[Region labeling items]
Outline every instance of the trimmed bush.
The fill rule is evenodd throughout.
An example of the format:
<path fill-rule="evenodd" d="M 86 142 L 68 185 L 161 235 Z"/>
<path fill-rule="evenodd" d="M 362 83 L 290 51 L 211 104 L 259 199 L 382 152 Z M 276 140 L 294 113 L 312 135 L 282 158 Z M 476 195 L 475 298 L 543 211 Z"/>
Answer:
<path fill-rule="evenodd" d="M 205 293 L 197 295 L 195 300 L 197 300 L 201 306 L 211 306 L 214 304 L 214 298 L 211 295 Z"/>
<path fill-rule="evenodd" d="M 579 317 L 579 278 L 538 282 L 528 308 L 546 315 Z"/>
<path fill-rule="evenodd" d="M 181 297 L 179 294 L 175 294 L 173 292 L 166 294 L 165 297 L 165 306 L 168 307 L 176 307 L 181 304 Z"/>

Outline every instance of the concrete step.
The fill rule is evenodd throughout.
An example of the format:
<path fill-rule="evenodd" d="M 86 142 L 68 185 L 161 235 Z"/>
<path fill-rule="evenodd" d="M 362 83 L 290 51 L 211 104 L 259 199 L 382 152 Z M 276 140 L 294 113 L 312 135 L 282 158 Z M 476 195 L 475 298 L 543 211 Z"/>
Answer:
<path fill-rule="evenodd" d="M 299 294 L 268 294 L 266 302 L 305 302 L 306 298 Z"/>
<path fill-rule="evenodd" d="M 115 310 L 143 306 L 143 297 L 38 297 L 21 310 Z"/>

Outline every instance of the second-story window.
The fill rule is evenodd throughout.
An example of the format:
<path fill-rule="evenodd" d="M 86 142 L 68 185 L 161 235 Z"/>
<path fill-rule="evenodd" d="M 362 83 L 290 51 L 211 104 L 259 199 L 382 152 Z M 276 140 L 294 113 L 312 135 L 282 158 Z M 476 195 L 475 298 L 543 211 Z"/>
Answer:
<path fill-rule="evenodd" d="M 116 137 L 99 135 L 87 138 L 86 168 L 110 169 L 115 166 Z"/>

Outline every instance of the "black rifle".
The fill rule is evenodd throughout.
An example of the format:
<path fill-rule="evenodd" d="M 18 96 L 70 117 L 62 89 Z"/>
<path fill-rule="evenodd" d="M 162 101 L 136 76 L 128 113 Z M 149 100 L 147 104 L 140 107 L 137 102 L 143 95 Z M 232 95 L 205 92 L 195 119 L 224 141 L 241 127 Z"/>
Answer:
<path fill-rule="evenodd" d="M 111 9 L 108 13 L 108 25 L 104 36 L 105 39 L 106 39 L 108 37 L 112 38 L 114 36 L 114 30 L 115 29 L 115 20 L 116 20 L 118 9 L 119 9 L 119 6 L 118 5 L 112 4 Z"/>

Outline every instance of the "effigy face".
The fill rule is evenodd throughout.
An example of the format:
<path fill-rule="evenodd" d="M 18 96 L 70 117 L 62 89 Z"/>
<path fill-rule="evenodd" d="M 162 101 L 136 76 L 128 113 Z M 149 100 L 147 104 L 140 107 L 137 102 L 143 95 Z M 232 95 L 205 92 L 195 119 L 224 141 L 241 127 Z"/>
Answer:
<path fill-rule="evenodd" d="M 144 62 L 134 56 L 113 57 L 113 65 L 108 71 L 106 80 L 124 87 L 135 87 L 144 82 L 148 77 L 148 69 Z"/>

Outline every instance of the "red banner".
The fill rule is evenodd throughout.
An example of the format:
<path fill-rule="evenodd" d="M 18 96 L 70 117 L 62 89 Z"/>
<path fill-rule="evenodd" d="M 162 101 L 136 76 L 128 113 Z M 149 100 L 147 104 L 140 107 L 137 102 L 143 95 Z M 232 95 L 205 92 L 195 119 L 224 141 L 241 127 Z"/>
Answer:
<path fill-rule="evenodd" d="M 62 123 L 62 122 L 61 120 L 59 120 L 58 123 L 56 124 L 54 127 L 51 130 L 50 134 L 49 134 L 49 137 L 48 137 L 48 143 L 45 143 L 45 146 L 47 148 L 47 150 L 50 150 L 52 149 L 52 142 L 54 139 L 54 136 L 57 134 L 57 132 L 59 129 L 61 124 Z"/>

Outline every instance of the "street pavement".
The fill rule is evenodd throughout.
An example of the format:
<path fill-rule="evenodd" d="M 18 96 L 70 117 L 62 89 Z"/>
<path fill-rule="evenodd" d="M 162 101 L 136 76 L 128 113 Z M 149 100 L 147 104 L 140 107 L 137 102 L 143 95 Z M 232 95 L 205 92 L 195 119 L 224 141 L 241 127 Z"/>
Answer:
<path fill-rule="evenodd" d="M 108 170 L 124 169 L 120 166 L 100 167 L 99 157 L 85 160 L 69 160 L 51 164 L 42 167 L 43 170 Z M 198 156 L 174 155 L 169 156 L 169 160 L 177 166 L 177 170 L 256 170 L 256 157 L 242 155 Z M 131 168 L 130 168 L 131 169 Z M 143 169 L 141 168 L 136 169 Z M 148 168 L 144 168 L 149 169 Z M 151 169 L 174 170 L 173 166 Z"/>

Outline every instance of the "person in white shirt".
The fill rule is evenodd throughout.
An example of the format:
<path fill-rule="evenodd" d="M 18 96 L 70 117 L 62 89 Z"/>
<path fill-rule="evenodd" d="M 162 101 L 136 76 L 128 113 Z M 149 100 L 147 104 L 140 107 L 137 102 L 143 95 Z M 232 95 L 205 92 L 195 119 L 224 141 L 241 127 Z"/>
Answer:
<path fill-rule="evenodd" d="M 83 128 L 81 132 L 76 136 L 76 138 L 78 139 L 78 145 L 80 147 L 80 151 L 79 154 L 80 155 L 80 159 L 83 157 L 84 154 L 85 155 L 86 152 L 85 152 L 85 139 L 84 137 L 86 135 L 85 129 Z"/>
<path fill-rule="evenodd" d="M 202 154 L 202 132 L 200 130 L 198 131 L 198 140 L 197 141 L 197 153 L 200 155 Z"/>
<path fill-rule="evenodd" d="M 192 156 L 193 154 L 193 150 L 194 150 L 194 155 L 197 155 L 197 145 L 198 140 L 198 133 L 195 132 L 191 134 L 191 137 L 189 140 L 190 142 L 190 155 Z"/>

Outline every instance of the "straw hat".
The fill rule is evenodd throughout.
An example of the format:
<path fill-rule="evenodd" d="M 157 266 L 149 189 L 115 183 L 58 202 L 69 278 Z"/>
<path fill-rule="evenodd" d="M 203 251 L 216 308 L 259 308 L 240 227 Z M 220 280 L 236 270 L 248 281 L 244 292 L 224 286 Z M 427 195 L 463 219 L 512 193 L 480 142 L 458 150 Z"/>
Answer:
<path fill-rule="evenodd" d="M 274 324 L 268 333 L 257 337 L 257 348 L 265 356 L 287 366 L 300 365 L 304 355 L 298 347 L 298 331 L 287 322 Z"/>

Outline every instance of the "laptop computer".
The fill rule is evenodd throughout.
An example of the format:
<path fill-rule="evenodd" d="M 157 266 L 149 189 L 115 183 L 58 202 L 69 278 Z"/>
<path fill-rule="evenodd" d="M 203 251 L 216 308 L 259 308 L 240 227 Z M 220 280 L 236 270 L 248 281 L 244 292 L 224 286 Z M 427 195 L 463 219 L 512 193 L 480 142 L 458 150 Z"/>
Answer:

- **PROBLEM DETAILS**
Rescale the data from its first line through the line containing "205 293 L 197", giving every line again, including the requests and format samples. Multiply only the coordinates in the answer by 0.6 and round each to a whole number, halves up.

- **THE RESULT**
Outline every instance of the trimmed bush.
The fill rule is evenodd throughout.
An example of the format:
<path fill-rule="evenodd" d="M 86 142 L 68 185 L 161 235 Z"/>
<path fill-rule="evenodd" d="M 362 83 L 290 51 L 211 104 L 259 199 L 382 152 Z M 276 140 L 294 113 L 312 135 L 282 158 Z M 476 195 L 475 298 L 543 211 Z"/>
Answer:
<path fill-rule="evenodd" d="M 123 176 L 118 177 L 117 180 L 118 180 L 121 184 L 127 184 L 128 182 L 128 179 L 127 177 Z"/>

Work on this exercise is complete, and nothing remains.